--- The data ---

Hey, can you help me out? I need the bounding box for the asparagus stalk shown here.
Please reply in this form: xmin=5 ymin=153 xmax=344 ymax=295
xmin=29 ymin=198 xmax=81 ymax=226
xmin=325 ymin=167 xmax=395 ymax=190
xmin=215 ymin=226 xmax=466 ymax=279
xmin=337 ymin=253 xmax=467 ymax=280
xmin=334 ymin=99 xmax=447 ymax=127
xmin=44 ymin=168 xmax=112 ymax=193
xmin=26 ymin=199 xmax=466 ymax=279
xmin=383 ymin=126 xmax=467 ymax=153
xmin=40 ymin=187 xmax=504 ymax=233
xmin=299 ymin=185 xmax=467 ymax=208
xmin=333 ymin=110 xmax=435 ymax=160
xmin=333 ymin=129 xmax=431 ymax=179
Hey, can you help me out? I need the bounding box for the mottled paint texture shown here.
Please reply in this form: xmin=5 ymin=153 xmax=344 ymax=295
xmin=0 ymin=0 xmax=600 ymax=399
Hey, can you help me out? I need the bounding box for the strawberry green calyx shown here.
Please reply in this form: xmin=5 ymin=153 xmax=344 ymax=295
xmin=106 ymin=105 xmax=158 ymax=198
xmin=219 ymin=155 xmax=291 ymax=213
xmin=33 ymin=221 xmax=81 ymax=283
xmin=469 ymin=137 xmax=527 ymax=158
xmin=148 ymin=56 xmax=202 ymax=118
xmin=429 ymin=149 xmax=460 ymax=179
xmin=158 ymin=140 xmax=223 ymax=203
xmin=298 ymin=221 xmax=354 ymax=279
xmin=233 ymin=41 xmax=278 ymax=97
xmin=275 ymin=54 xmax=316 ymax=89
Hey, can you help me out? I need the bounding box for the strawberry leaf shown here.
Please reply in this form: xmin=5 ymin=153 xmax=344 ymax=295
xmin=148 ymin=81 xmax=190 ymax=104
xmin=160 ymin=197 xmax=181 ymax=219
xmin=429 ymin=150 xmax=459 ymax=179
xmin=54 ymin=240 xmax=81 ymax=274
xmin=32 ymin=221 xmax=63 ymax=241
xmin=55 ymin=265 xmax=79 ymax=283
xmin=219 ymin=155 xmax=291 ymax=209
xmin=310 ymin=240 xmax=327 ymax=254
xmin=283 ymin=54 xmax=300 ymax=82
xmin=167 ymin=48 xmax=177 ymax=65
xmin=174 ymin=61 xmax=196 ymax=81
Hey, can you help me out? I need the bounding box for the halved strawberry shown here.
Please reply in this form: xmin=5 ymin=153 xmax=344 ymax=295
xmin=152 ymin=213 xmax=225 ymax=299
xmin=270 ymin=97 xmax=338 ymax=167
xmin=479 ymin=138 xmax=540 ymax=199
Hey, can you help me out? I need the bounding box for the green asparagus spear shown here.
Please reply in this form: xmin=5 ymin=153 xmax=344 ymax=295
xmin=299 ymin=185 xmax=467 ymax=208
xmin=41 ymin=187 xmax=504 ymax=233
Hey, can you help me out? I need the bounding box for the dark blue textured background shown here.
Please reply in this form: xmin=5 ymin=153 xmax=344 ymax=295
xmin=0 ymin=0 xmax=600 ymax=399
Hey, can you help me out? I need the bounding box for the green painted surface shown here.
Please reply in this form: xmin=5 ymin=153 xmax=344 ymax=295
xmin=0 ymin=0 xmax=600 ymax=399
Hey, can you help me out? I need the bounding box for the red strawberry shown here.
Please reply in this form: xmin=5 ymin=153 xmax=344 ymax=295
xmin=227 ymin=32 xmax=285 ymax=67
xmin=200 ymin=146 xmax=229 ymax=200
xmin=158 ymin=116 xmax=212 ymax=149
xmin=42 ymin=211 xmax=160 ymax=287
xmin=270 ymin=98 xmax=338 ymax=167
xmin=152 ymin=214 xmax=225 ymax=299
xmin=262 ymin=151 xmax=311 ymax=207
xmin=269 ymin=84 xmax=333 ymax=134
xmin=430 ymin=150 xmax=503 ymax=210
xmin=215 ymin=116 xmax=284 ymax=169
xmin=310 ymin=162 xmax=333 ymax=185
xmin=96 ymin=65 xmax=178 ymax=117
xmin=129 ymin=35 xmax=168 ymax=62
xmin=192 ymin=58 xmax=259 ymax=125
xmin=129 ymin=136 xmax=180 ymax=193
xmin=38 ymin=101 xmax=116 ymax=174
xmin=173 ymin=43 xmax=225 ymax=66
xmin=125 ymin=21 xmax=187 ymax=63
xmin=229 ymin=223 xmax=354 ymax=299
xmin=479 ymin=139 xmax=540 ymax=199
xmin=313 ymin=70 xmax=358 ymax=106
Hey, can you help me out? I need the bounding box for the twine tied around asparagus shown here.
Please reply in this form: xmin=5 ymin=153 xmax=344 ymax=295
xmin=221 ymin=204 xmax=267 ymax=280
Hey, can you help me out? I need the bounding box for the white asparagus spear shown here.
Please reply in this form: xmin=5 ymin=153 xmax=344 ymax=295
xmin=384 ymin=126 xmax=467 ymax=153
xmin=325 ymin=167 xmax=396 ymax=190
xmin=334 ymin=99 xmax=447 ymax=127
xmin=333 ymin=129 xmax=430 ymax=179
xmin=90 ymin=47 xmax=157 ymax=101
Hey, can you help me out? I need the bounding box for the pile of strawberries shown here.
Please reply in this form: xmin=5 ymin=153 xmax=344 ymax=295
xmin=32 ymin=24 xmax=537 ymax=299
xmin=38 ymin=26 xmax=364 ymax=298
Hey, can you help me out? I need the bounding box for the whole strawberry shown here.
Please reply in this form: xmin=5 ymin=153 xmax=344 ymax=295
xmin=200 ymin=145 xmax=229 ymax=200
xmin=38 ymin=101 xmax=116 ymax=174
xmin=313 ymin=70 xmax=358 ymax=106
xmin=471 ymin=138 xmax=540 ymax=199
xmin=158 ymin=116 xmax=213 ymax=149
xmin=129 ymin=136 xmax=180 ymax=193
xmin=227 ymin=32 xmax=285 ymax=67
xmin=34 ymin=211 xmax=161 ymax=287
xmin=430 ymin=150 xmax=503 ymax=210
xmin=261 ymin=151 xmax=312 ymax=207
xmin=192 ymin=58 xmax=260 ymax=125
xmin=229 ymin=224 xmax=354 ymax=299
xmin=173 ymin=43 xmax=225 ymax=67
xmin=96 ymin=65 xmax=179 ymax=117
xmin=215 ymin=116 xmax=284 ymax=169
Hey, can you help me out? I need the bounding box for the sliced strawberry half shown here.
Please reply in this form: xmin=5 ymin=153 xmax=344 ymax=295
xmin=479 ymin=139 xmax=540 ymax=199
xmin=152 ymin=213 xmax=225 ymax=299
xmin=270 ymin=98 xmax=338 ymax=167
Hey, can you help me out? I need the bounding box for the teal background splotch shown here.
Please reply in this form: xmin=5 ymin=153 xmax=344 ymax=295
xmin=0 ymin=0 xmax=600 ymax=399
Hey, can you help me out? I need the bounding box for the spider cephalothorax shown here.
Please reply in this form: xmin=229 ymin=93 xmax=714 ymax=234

---

◆ What you should do ◆
Please rewrite all of the material above, substituting "box coordinates" for every occurrence of "bounding box" and leaving everything else unchanged.

◆ Output for this exercise ◆
Hey, can you help me out? I need the box coordinates for the asparagus stalk shown here.
Please reply in this form: xmin=5 ymin=153 xmax=344 ymax=295
xmin=29 ymin=198 xmax=81 ymax=226
xmin=325 ymin=167 xmax=395 ymax=190
xmin=215 ymin=226 xmax=466 ymax=279
xmin=337 ymin=253 xmax=467 ymax=280
xmin=334 ymin=99 xmax=447 ymax=127
xmin=44 ymin=168 xmax=112 ymax=193
xmin=26 ymin=199 xmax=466 ymax=279
xmin=383 ymin=126 xmax=467 ymax=153
xmin=40 ymin=187 xmax=504 ymax=233
xmin=299 ymin=185 xmax=467 ymax=208
xmin=333 ymin=110 xmax=435 ymax=160
xmin=333 ymin=129 xmax=431 ymax=179
Hey, can you help me out? I need the box coordinates for the mottled paint texture shown here.
Please reply in this form: xmin=5 ymin=153 xmax=344 ymax=295
xmin=0 ymin=0 xmax=600 ymax=399
Hey, can you help me out? I need the box coordinates for the strawberry green calyx shown here.
Please reply in this form: xmin=5 ymin=153 xmax=344 ymax=295
xmin=106 ymin=105 xmax=158 ymax=198
xmin=219 ymin=155 xmax=291 ymax=213
xmin=33 ymin=221 xmax=81 ymax=283
xmin=469 ymin=137 xmax=527 ymax=158
xmin=148 ymin=56 xmax=202 ymax=118
xmin=429 ymin=149 xmax=460 ymax=179
xmin=158 ymin=140 xmax=223 ymax=203
xmin=298 ymin=221 xmax=354 ymax=279
xmin=233 ymin=41 xmax=278 ymax=97
xmin=275 ymin=54 xmax=316 ymax=89
Hey, can you help me out? I need the box coordinates for the strawberry leaf shown here.
Please reply in this form: xmin=5 ymin=153 xmax=344 ymax=295
xmin=148 ymin=81 xmax=190 ymax=104
xmin=160 ymin=197 xmax=181 ymax=219
xmin=429 ymin=150 xmax=459 ymax=179
xmin=54 ymin=240 xmax=81 ymax=274
xmin=32 ymin=221 xmax=63 ymax=241
xmin=55 ymin=265 xmax=79 ymax=283
xmin=219 ymin=155 xmax=291 ymax=209
xmin=310 ymin=240 xmax=327 ymax=254
xmin=283 ymin=54 xmax=300 ymax=82
xmin=167 ymin=48 xmax=177 ymax=65
xmin=174 ymin=61 xmax=196 ymax=81
Hey, can you help me out? I need the box coordinates for the halved strawberry shown here.
Please reply in this form: xmin=5 ymin=153 xmax=344 ymax=295
xmin=152 ymin=213 xmax=225 ymax=299
xmin=270 ymin=97 xmax=338 ymax=167
xmin=479 ymin=138 xmax=540 ymax=199
Hey, can you help me out? I need the box coordinates for the green asparagus spear shown here.
Please reply in this form: xmin=5 ymin=153 xmax=344 ymax=295
xmin=299 ymin=185 xmax=467 ymax=208
xmin=41 ymin=187 xmax=504 ymax=233
Hey, can you help me out? I need the box coordinates for the dark blue textured background shown here.
Please reply in this form: xmin=5 ymin=153 xmax=344 ymax=295
xmin=0 ymin=0 xmax=600 ymax=399
Hey, can you help me out? I need the box coordinates for the green painted surface shown here.
Please reply in this form: xmin=5 ymin=153 xmax=344 ymax=295
xmin=0 ymin=0 xmax=600 ymax=399
Hey, can you help me out? I need the box coordinates for the red strawberry shown here.
Please reply in this form: xmin=5 ymin=153 xmax=344 ymax=295
xmin=227 ymin=32 xmax=285 ymax=67
xmin=200 ymin=146 xmax=229 ymax=200
xmin=158 ymin=116 xmax=212 ymax=149
xmin=42 ymin=211 xmax=160 ymax=287
xmin=270 ymin=98 xmax=338 ymax=167
xmin=152 ymin=214 xmax=225 ymax=299
xmin=262 ymin=151 xmax=311 ymax=207
xmin=269 ymin=84 xmax=333 ymax=134
xmin=430 ymin=150 xmax=503 ymax=210
xmin=215 ymin=116 xmax=284 ymax=169
xmin=310 ymin=162 xmax=333 ymax=185
xmin=96 ymin=65 xmax=178 ymax=117
xmin=129 ymin=35 xmax=168 ymax=62
xmin=192 ymin=58 xmax=259 ymax=125
xmin=129 ymin=136 xmax=180 ymax=193
xmin=38 ymin=101 xmax=116 ymax=174
xmin=173 ymin=43 xmax=225 ymax=66
xmin=125 ymin=21 xmax=187 ymax=63
xmin=229 ymin=223 xmax=354 ymax=299
xmin=479 ymin=139 xmax=540 ymax=199
xmin=313 ymin=70 xmax=358 ymax=106
Hey, can you help me out? I need the box coordinates for the twine tied around asparagus shown here.
Please reply in this form: xmin=5 ymin=153 xmax=344 ymax=295
xmin=221 ymin=204 xmax=267 ymax=280
Hey, can you help me out? I need the box coordinates for the white asparagus spear shown here.
Please reply in this form: xmin=5 ymin=153 xmax=344 ymax=295
xmin=384 ymin=126 xmax=467 ymax=153
xmin=325 ymin=167 xmax=396 ymax=190
xmin=334 ymin=99 xmax=447 ymax=127
xmin=333 ymin=129 xmax=430 ymax=179
xmin=90 ymin=47 xmax=157 ymax=101
Hey, can you help me out? I need the box coordinates for the pile of strawberries shown here.
Please reply in this form: xmin=5 ymin=153 xmax=344 ymax=295
xmin=32 ymin=24 xmax=537 ymax=299
xmin=38 ymin=26 xmax=364 ymax=298
Hey, can you help me out? I need the box coordinates for the whole strawberry shown here.
Please reply in this form: xmin=5 ymin=153 xmax=344 ymax=295
xmin=200 ymin=145 xmax=229 ymax=200
xmin=38 ymin=101 xmax=116 ymax=174
xmin=313 ymin=70 xmax=358 ymax=106
xmin=471 ymin=138 xmax=540 ymax=199
xmin=158 ymin=116 xmax=213 ymax=149
xmin=129 ymin=136 xmax=180 ymax=193
xmin=227 ymin=32 xmax=285 ymax=67
xmin=34 ymin=211 xmax=161 ymax=287
xmin=430 ymin=150 xmax=503 ymax=210
xmin=261 ymin=151 xmax=312 ymax=207
xmin=192 ymin=58 xmax=260 ymax=125
xmin=229 ymin=224 xmax=354 ymax=299
xmin=173 ymin=43 xmax=225 ymax=67
xmin=96 ymin=65 xmax=179 ymax=117
xmin=215 ymin=116 xmax=284 ymax=169
Hey, can you help me out? I need the box coordinates for the sliced strawberry half shown here.
Please reply in this form: xmin=5 ymin=153 xmax=344 ymax=295
xmin=479 ymin=139 xmax=540 ymax=199
xmin=152 ymin=213 xmax=225 ymax=299
xmin=270 ymin=98 xmax=338 ymax=167
Hey, can you help me out? I need the box coordinates for the teal background splotch shown here.
Please reply in this form: xmin=5 ymin=153 xmax=344 ymax=295
xmin=0 ymin=0 xmax=600 ymax=399
Hey, can you help me out? I need the box coordinates for the spider cephalothorax shown here.
Please reply in this form: xmin=229 ymin=93 xmax=714 ymax=234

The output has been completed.